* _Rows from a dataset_
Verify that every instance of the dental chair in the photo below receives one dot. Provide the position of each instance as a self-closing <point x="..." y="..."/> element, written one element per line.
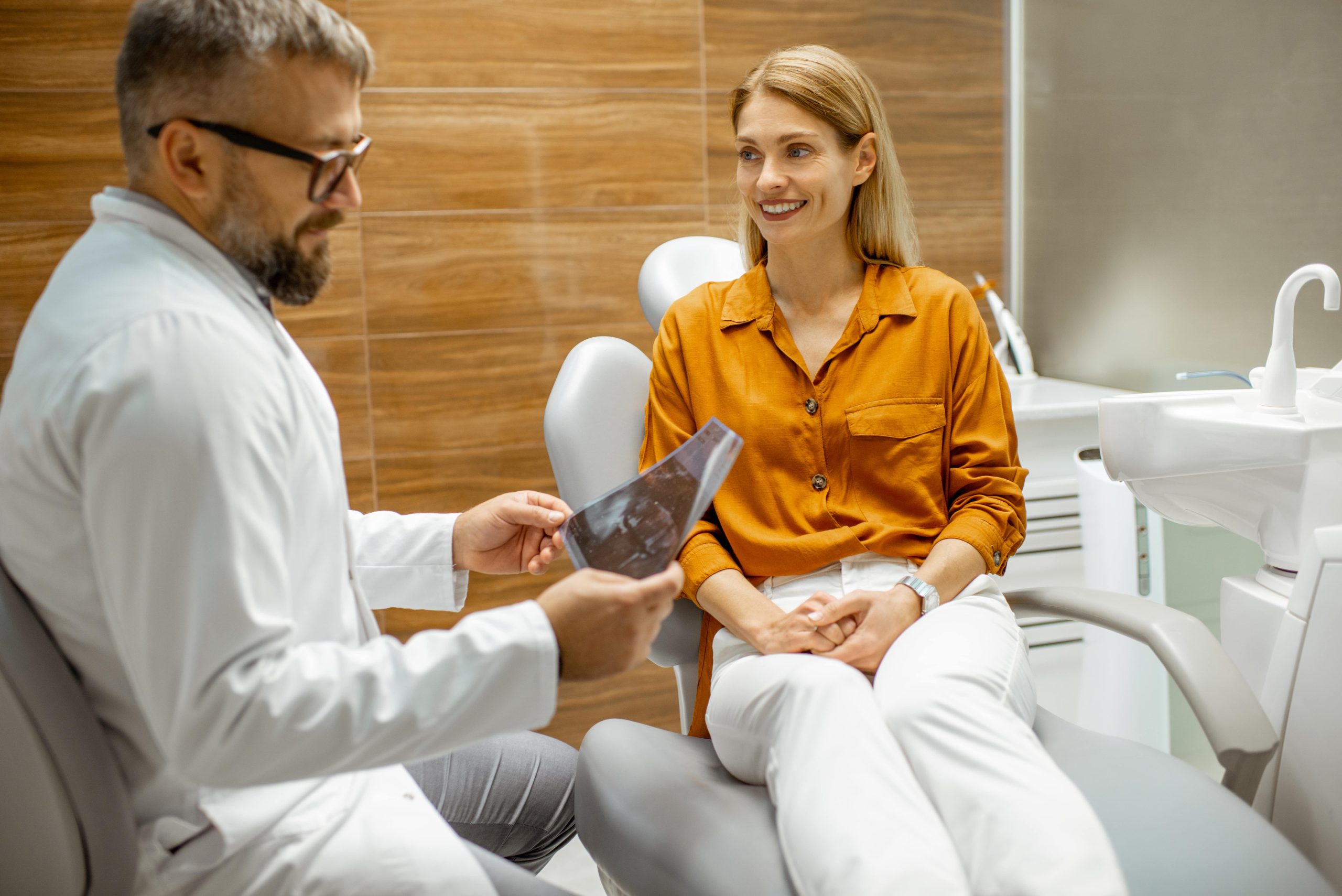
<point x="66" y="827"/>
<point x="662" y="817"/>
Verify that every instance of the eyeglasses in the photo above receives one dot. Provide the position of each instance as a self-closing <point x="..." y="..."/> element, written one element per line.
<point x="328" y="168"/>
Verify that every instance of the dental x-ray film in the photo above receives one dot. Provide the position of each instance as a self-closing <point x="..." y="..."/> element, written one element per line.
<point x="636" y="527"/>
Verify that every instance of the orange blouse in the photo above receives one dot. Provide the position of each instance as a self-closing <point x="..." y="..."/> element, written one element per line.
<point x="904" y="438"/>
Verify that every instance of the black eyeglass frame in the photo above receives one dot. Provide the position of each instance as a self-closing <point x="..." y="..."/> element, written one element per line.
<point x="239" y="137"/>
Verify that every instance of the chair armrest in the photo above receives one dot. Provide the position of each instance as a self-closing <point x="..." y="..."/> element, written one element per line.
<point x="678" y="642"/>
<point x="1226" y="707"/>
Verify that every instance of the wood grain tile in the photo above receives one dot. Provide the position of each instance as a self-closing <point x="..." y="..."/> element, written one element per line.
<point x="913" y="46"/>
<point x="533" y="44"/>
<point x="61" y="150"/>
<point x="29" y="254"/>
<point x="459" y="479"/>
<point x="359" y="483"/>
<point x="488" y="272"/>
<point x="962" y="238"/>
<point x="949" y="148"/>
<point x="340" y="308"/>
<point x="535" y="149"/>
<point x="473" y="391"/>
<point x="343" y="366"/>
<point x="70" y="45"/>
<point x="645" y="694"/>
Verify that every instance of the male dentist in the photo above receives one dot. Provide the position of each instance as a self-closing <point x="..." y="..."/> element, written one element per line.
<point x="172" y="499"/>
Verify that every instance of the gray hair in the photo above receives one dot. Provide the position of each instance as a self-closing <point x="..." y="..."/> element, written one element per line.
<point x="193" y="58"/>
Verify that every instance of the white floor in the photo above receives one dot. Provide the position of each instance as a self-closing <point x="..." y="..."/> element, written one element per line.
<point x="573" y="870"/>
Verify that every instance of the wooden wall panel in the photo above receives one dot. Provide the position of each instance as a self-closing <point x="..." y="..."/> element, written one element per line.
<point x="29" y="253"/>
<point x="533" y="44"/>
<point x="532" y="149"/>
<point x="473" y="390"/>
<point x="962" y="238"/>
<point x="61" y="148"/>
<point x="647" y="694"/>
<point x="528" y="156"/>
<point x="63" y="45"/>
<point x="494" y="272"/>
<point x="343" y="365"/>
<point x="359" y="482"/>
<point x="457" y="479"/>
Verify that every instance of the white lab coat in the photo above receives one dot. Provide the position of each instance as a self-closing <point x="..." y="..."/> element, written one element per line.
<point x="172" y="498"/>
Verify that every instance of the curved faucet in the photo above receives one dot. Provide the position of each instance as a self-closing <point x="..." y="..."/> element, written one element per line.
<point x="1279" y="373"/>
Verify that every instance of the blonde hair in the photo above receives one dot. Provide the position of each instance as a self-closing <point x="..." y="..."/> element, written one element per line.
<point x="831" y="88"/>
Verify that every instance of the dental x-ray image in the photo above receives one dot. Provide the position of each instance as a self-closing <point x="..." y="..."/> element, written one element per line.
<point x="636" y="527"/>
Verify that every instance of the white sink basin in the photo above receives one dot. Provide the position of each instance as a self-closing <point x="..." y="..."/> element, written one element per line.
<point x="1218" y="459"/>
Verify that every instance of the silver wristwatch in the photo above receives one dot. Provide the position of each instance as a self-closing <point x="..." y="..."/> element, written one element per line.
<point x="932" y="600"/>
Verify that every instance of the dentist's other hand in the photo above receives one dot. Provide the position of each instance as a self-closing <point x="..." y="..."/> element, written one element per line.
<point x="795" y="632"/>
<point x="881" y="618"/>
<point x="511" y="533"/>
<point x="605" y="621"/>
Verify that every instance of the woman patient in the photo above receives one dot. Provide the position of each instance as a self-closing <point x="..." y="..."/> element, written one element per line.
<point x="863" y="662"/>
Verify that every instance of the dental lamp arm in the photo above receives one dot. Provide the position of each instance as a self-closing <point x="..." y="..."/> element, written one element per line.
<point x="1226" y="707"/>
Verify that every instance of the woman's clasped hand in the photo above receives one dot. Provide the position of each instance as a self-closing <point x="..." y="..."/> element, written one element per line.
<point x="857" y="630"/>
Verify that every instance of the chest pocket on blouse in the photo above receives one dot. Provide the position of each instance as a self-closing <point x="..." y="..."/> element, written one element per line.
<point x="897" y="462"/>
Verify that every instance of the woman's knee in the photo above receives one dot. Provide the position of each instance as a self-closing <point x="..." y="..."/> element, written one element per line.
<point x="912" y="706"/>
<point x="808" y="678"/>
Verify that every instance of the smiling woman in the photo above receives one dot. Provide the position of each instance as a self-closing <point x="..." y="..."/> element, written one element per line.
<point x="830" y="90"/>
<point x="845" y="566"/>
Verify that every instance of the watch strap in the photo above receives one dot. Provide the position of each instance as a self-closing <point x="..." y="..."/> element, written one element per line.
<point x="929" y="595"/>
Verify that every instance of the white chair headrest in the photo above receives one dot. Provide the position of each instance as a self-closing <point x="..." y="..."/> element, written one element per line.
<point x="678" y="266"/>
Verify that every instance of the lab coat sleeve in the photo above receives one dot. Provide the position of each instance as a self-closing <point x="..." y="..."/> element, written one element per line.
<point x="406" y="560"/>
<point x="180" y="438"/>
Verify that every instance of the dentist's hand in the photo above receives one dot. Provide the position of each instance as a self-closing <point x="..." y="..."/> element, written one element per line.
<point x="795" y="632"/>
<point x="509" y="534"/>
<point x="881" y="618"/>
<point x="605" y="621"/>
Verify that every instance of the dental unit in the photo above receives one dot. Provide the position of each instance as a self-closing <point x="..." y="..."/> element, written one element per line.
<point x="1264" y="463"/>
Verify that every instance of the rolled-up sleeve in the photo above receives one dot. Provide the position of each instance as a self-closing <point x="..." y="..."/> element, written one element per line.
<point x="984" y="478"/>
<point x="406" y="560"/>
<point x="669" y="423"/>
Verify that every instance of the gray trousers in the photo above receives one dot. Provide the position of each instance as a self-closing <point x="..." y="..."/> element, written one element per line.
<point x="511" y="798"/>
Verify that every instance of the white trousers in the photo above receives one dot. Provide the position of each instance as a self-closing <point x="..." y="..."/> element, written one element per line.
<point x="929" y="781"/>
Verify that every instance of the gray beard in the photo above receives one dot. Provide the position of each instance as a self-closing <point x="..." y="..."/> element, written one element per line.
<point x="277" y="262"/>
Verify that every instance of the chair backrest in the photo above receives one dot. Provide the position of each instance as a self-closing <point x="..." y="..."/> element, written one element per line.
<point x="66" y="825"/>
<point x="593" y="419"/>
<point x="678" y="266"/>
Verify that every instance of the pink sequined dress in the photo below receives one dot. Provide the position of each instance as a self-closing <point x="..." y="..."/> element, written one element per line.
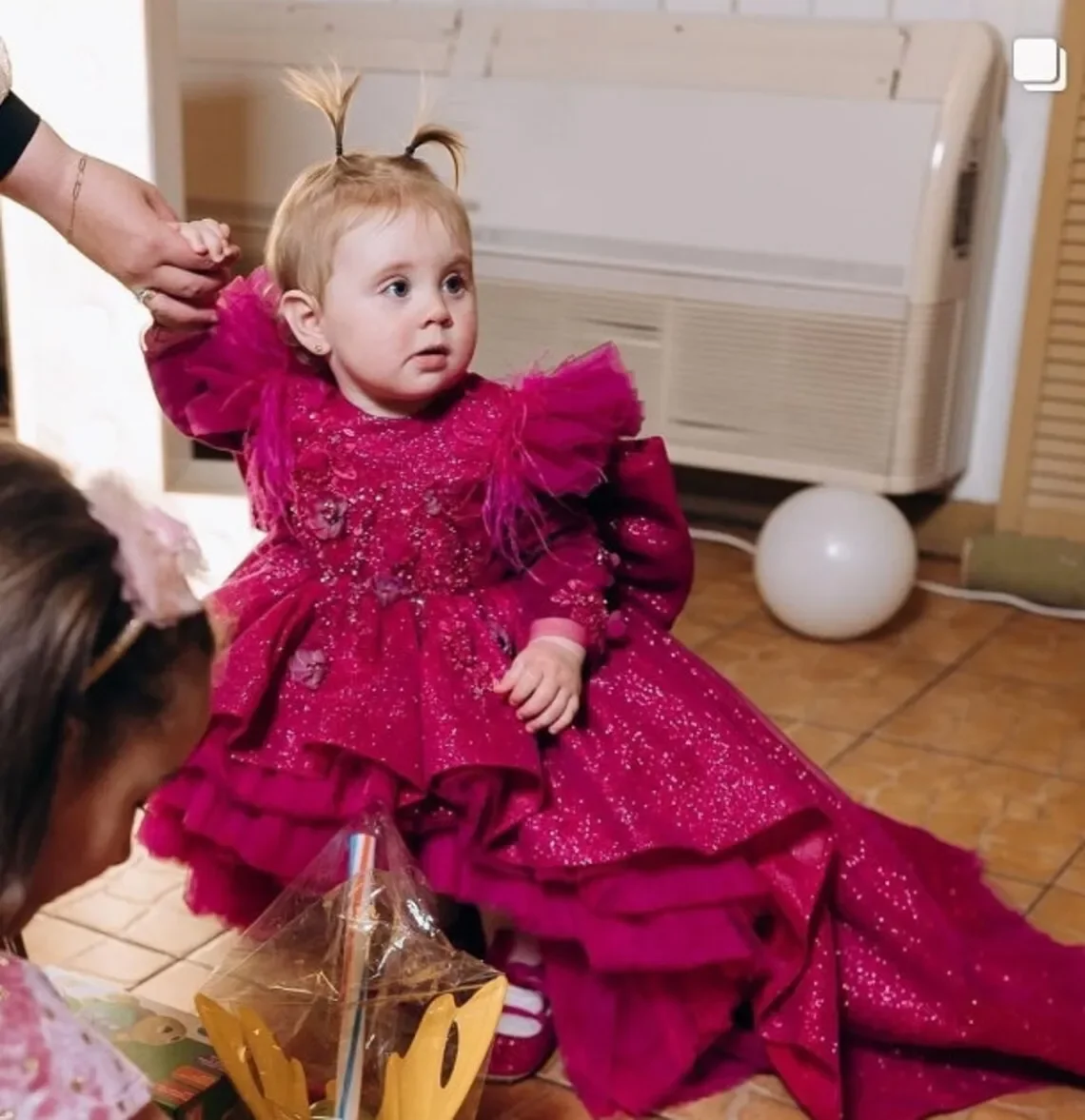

* _AIM_
Beginning with the line with "Verify that every instance of the gray beard", repeat the entries above exactly, up to and including the last line, leaving out pictures.

* _WORKED ANSWER_
Verify that every instance of the gray beard in the photo above receives one dot. Provide the position of each instance as a self-closing <point x="..." y="..."/> element, written one element per line.
<point x="277" y="262"/>
Verify that every instance of the chair backrest in the photo above receives one dot. Provide the position of each instance as a self-closing <point x="..." y="..."/> element, written one element per line.
<point x="66" y="825"/>
<point x="593" y="419"/>
<point x="678" y="266"/>
Verify that every instance of the pink sequined dress in the photo below receives one dot. Provide the position of each instance as a self-closing <point x="..." y="..."/> element, written one element per line.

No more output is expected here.